[EXERCISE OBJECTIVE] Rescale the records below, starting with the line that contains "Note to the class: find the mixer fader" and continuing through the end of the records, reproducing those lines alone with the requests included. Multiply each x and y pixel coordinate in the answers by 1.35, round to whole numbers with halves going up, and leave the pictures out.

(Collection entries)
+++++

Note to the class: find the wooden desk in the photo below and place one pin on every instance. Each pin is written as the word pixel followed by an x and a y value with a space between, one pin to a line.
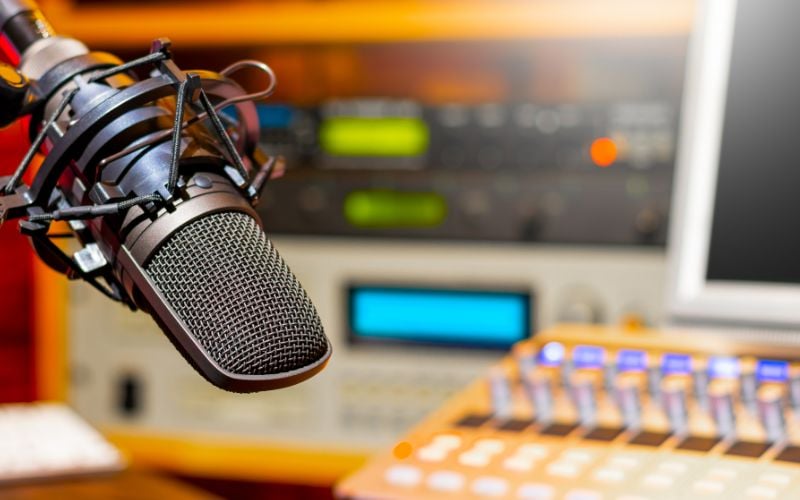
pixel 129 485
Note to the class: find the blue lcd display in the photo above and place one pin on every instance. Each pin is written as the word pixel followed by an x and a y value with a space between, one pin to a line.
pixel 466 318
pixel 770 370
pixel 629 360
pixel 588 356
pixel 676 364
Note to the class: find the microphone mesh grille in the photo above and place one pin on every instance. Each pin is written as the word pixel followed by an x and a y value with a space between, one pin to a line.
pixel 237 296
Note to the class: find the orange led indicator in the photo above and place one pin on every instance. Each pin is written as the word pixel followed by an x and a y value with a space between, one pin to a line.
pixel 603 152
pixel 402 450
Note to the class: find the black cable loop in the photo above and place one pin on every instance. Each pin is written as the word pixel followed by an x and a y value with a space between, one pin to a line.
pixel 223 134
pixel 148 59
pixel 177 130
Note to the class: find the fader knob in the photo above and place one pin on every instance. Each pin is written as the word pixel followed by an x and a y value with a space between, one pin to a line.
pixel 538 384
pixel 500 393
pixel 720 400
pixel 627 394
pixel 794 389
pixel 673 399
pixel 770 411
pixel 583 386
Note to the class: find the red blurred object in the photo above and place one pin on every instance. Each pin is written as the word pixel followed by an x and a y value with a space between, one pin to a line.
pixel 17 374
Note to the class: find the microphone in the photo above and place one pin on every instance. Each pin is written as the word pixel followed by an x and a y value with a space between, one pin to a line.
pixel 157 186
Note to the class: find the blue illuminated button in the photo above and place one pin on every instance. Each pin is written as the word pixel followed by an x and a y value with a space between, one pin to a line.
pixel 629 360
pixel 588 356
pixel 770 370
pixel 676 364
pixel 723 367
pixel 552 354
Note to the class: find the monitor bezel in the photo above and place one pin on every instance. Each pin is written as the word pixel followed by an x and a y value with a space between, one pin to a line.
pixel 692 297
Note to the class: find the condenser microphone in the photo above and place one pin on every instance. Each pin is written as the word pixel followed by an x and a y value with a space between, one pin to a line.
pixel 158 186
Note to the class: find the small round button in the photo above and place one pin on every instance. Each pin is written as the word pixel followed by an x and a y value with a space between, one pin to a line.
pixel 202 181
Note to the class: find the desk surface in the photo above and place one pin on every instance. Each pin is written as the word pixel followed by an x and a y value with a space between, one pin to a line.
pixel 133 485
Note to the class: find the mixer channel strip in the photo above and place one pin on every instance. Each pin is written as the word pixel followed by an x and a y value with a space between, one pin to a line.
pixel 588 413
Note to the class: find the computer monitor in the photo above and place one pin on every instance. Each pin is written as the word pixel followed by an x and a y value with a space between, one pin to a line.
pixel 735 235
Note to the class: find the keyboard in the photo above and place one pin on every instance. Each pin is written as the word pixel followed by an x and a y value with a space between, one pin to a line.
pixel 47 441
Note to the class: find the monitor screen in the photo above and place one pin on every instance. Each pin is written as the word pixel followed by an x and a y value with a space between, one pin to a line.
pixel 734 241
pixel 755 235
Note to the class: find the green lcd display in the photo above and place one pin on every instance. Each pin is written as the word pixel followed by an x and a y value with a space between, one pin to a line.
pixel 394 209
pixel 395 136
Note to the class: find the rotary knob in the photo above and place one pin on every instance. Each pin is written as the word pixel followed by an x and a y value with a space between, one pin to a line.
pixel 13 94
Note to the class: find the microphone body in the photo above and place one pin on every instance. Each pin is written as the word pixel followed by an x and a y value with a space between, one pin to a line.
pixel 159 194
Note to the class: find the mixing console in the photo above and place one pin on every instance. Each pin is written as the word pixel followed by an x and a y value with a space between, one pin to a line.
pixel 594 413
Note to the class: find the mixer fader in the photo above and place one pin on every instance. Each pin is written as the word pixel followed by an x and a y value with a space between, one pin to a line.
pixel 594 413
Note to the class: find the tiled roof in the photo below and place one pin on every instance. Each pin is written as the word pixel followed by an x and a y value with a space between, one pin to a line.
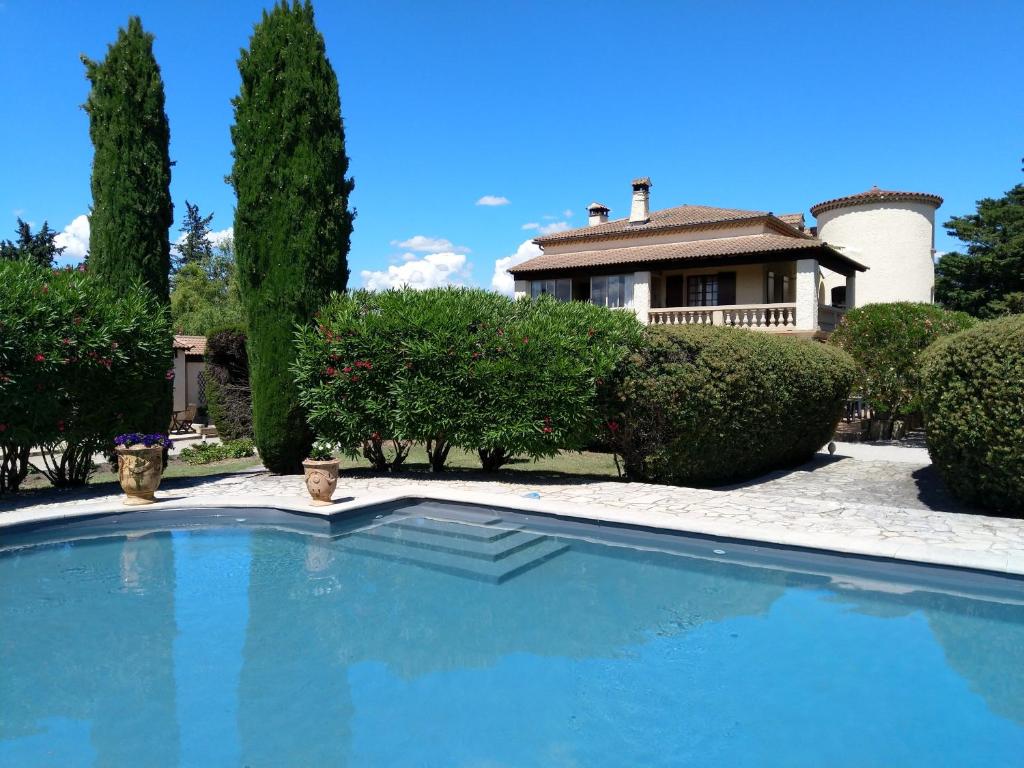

+++++

[SOLUTION TO THE EXERCISE]
Note to the class: find the mixer fader in the photo above and place one pin on every instance. Each pin is written as the word pixel followed by an x and a y value with a space between, one pin to a line.
pixel 802 558
Note to the class: find the tiled roof in the photo below and place one pin on every instance. Each pin is written as the word pixel followed by an x and a y value with a space between, one pin to a line.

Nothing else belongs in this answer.